Copy, word for word, the stretch of the UK stock market commentary below that runs from "Despite a reasonable" up to and including "to jump through.".
:: Page text ::
If the pandemic is responsible for sparking a whole new way of thinking about work among employees, challenging the notion of when, where and how work is performed, it seems it is also encouraging companies to re-evaluate their own futures, and in the process giving the stock market its own recruitment headache. Beleaguered cinema chain Cineworld has had a dreadful lockdown experience, part of which has been spent looking enviously at the fortunes of its US peer AMC, and has now decided to try its luck with a dual listing as Arthur Sants reports.

Investors will still be able to trade BHP shares and receive dividend payments. But BHP’s accompanying change of direction will mean a very different looking miner (see Alex Hamer on 'BHP says hooroo to FTSE 100') and its exit from the index now that it will no longer have a primary London listing will mean a very different looking FTSE 100. For all the angst over the past few years about London’s heavy exposure to out-of-favour sectors such as mining, rebalancing the index through the removal of a globally significant player and rock-solid constituent was never envisaged as a solution, and it certainly won’t help a UK market rerating – the “loss” of BHP may in fact encourage investors to continue giving London a wide berth. 

Despite a reasonable recovery from March 2020, the UK market remains unloved and lagging other markets. The heavy focus of Lindsell Train Global Equity on the UK market has cost it dear as Dave Baxter highlights in his report on the fund. All the things that have counted against the UK for the past half a decade remain in place, and new quibbles and concerns have emerged such as this year’s growth being borrowed from next year and the lasting effects of the pandemic on productivity, as we interact with colleagues differently, and on certain sectors. I am shortly taking my first flight in ages, to a country on the green list (Germany) which means more lenient requirements but, even so, I am put off by the number of hoops I need to jump through.
:::
:: Entries shown ::
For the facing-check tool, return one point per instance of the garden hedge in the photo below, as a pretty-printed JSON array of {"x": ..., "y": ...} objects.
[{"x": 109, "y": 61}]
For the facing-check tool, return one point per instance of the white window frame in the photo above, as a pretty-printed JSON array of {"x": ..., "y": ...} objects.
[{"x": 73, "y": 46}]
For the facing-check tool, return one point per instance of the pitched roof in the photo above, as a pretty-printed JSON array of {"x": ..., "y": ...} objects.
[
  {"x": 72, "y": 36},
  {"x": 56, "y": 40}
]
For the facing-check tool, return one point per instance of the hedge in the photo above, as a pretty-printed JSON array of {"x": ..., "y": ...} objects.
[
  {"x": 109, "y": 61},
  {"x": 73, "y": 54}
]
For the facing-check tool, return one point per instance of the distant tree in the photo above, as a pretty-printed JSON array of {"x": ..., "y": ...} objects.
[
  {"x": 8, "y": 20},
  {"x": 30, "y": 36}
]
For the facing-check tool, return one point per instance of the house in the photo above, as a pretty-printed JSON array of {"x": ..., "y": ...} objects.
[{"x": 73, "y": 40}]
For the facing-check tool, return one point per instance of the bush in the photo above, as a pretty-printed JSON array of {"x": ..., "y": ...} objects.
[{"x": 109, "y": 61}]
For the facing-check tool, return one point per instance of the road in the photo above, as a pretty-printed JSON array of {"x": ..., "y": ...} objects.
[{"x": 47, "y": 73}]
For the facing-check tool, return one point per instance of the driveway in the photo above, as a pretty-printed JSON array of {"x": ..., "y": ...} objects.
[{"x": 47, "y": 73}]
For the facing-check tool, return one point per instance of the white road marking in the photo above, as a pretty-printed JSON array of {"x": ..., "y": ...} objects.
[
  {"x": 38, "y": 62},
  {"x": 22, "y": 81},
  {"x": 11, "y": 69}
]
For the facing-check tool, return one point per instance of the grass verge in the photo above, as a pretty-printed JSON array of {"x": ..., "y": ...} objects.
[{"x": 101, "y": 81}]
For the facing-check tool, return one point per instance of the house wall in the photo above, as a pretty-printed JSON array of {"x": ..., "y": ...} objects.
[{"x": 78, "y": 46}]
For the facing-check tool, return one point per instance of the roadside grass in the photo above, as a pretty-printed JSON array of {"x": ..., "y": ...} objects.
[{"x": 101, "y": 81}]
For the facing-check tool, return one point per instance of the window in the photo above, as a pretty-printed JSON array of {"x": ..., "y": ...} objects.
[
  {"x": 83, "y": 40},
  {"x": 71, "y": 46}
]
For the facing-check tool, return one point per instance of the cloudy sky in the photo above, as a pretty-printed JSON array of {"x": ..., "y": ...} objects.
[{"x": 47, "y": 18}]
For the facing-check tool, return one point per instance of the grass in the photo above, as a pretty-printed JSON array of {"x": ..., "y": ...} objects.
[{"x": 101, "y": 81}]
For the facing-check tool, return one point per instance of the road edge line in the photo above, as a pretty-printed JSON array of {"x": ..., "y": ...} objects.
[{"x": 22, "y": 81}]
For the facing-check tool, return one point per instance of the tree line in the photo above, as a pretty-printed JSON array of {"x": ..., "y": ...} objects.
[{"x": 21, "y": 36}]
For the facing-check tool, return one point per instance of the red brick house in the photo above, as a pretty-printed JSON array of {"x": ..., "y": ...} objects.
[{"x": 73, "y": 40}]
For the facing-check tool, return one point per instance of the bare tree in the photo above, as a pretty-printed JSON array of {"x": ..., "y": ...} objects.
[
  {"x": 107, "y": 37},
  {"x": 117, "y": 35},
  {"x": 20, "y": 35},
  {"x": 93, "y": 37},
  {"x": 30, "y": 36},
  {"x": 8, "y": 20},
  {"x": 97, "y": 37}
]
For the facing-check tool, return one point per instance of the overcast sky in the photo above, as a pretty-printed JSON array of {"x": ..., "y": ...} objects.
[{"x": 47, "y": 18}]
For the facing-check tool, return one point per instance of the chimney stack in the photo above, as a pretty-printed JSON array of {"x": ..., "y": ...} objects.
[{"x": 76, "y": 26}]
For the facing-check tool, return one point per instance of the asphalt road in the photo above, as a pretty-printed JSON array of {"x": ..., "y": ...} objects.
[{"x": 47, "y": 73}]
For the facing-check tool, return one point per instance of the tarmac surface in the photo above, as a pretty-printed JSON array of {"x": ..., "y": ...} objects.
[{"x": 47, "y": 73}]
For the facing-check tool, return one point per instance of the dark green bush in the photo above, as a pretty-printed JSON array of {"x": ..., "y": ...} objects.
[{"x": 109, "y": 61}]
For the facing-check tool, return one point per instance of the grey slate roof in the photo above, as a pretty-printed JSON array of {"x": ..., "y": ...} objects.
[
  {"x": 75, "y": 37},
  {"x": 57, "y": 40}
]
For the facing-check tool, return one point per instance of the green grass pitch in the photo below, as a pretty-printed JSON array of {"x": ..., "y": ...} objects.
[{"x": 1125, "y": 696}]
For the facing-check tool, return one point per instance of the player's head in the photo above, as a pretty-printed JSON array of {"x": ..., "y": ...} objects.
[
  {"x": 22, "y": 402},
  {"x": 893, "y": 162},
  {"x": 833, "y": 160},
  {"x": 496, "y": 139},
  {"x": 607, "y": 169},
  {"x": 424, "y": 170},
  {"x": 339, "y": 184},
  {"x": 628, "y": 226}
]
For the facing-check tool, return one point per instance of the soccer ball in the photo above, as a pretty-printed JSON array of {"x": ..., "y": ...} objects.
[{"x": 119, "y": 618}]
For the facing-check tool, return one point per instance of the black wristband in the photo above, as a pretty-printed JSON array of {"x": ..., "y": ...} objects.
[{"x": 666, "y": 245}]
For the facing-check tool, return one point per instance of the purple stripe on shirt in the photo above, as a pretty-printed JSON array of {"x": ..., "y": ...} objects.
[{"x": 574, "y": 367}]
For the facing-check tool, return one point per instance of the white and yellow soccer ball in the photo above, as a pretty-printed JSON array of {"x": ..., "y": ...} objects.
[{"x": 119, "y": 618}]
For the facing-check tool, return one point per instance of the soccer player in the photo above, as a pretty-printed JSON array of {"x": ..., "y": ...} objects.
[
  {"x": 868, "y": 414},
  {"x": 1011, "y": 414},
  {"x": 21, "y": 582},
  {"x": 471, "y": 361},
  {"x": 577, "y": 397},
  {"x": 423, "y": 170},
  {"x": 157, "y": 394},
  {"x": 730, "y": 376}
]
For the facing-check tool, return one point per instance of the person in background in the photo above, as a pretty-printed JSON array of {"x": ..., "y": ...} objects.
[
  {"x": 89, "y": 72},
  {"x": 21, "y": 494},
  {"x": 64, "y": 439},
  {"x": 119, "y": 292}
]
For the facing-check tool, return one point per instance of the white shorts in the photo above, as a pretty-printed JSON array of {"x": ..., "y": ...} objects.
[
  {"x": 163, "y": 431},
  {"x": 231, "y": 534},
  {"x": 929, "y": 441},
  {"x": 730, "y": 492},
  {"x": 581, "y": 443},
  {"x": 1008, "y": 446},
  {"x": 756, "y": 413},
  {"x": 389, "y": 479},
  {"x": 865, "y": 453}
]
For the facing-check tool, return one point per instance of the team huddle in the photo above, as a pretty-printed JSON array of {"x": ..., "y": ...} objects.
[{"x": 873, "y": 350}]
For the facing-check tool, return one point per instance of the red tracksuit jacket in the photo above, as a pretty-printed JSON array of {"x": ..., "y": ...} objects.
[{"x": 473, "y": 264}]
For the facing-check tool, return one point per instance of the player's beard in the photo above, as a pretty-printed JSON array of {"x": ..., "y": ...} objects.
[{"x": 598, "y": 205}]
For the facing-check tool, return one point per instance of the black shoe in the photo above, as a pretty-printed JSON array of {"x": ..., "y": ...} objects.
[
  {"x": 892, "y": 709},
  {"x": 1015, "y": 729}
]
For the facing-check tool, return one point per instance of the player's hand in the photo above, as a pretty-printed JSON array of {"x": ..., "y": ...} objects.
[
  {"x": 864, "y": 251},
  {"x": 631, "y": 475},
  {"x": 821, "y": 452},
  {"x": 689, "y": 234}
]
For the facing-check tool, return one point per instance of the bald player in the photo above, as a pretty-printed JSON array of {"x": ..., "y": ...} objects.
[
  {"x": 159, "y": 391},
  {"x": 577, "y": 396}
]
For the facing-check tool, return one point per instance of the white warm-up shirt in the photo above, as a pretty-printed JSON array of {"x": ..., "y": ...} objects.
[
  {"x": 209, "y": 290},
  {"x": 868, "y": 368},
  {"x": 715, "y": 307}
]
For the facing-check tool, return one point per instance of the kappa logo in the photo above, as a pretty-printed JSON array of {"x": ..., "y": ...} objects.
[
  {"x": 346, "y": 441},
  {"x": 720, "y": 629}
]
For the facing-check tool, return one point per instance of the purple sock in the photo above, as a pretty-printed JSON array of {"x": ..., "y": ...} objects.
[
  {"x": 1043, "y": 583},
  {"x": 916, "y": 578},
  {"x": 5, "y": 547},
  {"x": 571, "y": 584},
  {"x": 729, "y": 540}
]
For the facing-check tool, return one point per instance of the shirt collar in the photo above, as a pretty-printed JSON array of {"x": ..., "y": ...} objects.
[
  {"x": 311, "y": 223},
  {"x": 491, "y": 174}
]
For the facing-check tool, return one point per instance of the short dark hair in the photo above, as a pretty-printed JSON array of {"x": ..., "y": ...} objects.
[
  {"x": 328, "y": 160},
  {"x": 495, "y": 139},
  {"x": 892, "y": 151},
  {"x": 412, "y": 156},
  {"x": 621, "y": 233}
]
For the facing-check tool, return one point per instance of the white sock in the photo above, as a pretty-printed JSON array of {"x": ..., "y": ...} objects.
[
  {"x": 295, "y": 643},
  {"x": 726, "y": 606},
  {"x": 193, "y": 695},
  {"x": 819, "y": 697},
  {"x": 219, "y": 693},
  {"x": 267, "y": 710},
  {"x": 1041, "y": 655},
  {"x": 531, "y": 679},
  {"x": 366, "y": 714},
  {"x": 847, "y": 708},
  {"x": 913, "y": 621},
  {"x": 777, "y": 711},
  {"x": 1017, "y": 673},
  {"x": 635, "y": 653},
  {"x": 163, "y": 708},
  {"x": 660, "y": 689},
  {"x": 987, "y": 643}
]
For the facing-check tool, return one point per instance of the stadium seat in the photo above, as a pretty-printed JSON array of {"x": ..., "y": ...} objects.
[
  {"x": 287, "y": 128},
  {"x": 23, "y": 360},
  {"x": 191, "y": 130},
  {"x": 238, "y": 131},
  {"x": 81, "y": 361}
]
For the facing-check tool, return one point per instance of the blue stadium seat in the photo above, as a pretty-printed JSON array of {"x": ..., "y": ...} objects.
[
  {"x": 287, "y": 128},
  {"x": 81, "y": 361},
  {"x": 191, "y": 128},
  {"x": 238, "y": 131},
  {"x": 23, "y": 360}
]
:::
(Expected answer)
Despite a reasonable recovery from March 2020, the UK market remains unloved and lagging other markets. The heavy focus of Lindsell Train Global Equity on the UK market has cost it dear as Dave Baxter highlights in his report on the fund. All the things that have counted against the UK for the past half a decade remain in place, and new quibbles and concerns have emerged such as this year’s growth being borrowed from next year and the lasting effects of the pandemic on productivity, as we interact with colleagues differently, and on certain sectors. I am shortly taking my first flight in ages, to a country on the green list (Germany) which means more lenient requirements but, even so, I am put off by the number of hoops I need to jump through.